*** Begin section ***

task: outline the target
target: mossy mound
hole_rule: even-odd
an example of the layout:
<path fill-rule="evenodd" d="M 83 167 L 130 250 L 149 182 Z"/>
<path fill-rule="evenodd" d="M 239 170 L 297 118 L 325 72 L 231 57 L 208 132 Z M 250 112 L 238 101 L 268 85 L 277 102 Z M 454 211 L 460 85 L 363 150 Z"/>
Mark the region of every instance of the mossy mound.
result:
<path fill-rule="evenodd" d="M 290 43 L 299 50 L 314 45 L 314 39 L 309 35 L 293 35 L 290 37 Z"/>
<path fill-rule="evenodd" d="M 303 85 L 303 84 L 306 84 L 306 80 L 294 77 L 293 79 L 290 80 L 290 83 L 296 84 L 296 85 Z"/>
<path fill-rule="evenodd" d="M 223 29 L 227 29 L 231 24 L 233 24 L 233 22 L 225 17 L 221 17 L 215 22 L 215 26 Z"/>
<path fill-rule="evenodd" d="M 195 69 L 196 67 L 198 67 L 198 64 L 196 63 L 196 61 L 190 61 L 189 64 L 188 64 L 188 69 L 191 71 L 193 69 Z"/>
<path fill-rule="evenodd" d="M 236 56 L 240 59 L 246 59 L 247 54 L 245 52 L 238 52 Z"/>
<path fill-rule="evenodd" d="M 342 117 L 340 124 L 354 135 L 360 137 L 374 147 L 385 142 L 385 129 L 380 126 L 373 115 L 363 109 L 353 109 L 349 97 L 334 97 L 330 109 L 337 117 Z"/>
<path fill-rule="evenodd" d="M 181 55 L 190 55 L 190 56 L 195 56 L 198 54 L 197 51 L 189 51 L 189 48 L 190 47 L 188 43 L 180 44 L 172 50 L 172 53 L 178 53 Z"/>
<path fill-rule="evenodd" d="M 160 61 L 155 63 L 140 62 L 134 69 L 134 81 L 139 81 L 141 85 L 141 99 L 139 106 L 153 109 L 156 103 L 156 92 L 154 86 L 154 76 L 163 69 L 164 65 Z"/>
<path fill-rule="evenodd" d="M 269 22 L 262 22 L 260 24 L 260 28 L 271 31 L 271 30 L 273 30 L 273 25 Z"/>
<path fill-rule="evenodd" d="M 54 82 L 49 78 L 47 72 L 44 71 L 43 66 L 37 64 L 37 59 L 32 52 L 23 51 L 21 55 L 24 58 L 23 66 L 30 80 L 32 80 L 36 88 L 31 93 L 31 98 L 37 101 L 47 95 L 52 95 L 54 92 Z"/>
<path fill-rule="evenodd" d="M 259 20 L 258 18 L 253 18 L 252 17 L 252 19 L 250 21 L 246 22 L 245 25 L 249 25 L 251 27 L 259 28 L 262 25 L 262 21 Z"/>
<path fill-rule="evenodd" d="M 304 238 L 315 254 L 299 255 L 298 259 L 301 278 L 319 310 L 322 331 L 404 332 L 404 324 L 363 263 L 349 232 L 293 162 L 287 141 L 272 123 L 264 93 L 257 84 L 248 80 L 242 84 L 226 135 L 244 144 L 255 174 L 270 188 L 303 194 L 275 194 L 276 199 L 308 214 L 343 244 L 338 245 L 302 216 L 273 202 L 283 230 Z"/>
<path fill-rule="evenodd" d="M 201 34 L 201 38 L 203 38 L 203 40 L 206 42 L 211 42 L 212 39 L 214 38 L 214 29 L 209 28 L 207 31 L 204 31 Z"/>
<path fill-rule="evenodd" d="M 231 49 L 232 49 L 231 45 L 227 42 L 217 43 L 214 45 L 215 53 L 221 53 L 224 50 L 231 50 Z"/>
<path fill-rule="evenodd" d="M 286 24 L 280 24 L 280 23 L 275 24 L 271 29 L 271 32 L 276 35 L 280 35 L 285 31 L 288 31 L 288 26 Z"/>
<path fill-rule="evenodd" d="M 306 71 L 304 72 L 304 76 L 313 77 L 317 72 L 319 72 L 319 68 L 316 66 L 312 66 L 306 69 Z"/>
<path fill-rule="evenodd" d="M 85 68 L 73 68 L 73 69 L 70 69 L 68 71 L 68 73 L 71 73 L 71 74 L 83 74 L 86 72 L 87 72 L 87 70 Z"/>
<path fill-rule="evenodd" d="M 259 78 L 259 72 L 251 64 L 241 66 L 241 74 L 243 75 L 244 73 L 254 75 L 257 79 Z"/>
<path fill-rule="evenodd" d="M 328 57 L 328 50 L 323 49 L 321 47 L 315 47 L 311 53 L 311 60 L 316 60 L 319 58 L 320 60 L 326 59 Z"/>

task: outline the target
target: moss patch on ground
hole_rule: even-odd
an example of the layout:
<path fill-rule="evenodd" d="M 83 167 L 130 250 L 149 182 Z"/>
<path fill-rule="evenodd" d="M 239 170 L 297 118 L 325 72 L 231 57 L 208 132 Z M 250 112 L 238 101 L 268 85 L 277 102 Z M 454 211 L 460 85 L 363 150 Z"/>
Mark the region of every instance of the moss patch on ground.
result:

*** End section ***

▸ WHAT THE TASK REQUIRES: Using the records above, report each line that contains the word "instance" by copying it.

▸ WRITTEN ANSWER:
Mark the region of every instance of the mossy mound.
Mark the region of every instance of the moss patch on ground.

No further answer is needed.